* **What to produce**: Check each line of the entries below for the word "front", and copy the lines that have it.
== Segment start ==
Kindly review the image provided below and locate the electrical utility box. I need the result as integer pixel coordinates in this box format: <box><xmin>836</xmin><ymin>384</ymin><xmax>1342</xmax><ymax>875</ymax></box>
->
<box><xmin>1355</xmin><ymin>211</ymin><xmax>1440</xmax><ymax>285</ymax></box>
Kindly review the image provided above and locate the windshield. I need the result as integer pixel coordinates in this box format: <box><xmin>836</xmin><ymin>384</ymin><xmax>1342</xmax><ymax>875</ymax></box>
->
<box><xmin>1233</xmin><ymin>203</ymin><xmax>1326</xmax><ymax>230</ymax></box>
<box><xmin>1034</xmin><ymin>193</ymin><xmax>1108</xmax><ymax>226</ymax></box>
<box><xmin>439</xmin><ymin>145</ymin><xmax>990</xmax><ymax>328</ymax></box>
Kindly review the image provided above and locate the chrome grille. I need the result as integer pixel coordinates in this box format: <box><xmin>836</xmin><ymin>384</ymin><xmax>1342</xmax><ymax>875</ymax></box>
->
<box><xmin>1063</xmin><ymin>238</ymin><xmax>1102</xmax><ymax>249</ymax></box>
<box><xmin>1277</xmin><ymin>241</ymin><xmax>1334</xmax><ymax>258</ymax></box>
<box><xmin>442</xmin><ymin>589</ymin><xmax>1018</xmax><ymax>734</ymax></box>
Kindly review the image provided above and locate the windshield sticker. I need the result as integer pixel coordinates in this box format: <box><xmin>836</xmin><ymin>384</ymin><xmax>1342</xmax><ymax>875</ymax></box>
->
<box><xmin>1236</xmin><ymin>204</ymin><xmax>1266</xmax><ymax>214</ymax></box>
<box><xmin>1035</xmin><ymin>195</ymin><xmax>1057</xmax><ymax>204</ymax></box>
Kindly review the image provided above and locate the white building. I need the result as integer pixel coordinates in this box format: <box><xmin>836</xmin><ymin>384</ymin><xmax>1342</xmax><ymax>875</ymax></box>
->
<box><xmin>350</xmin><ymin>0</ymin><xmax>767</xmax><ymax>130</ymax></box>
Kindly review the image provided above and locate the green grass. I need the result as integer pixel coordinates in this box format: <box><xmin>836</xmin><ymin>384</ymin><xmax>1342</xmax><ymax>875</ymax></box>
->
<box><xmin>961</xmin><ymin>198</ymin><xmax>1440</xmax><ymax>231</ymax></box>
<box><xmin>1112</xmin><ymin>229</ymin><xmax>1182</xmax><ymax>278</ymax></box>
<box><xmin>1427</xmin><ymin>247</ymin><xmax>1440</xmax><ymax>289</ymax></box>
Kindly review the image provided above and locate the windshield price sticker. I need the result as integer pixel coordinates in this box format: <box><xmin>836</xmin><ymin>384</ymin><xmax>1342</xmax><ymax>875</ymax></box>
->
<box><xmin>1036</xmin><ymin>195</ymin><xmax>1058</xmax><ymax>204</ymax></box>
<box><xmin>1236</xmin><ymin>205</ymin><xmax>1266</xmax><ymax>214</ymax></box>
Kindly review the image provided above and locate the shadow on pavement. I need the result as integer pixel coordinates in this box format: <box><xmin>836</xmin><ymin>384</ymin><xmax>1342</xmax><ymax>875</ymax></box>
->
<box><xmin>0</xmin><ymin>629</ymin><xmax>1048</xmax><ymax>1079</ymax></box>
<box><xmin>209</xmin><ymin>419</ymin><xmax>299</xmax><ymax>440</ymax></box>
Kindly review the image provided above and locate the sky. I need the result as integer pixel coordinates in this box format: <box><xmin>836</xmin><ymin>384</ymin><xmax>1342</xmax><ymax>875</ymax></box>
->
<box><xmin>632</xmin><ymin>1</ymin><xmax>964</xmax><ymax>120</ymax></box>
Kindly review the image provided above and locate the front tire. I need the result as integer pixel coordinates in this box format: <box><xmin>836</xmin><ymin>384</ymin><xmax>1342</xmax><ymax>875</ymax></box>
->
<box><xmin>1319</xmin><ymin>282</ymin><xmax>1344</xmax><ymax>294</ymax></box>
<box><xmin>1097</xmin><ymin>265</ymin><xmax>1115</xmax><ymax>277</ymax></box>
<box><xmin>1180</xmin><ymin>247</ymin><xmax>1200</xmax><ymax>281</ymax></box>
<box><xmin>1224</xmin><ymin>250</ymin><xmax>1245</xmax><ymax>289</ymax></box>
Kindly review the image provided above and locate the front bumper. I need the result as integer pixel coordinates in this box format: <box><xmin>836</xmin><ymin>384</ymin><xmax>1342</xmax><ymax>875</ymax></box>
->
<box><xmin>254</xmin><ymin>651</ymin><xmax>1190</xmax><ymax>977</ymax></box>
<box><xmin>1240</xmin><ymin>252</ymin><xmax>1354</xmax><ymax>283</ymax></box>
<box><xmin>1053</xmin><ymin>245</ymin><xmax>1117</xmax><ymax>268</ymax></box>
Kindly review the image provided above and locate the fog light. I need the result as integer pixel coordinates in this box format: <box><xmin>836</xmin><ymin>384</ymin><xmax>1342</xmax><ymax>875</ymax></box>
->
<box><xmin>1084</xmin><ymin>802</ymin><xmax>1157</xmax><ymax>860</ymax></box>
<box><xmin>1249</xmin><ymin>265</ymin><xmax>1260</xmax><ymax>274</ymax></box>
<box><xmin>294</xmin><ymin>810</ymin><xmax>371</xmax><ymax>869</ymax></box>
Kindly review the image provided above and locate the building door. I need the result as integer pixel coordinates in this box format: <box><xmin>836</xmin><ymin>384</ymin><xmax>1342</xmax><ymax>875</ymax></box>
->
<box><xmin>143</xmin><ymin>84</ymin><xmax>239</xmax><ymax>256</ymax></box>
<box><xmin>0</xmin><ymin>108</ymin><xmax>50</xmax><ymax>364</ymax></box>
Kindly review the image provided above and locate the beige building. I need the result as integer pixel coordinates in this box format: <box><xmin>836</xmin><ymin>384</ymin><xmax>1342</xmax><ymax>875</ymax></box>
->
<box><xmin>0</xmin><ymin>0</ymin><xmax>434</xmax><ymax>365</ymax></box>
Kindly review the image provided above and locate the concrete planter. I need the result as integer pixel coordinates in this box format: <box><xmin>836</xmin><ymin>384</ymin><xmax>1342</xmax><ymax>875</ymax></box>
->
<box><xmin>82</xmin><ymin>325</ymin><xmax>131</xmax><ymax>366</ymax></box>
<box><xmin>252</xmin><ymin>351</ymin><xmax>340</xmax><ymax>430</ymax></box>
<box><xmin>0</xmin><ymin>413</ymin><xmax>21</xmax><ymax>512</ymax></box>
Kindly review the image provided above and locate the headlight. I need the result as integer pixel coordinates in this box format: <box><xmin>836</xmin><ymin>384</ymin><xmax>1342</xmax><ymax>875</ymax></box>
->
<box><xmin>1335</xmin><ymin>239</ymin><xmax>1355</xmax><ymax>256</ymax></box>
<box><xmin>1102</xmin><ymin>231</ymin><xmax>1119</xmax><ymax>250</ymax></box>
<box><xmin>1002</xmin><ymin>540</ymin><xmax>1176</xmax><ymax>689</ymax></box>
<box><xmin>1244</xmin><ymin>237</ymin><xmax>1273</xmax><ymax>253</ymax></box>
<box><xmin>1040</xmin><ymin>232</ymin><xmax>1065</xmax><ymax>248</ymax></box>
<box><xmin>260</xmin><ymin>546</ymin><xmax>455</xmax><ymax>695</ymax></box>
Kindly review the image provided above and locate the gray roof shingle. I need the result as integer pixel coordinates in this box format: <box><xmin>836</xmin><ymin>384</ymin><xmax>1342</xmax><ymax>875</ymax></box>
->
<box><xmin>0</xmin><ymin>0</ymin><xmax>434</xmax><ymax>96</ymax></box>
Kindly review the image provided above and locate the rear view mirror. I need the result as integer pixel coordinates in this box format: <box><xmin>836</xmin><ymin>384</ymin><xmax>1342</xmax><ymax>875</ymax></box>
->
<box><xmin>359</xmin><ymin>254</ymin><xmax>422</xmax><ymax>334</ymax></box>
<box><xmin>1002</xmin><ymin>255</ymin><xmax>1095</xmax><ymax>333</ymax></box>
== Segment end ==
* **Exercise output**:
Kindly review the image provided above and locate the front tire. I need the result as integer pixel coordinates in this box format: <box><xmin>836</xmin><ymin>384</ymin><xmax>1342</xmax><ymax>875</ymax></box>
Kindly review the image provided above and locate the front bumper. I need the result as integer pixel coordinates in this box format: <box><xmin>836</xmin><ymin>384</ymin><xmax>1342</xmax><ymax>875</ymax></box>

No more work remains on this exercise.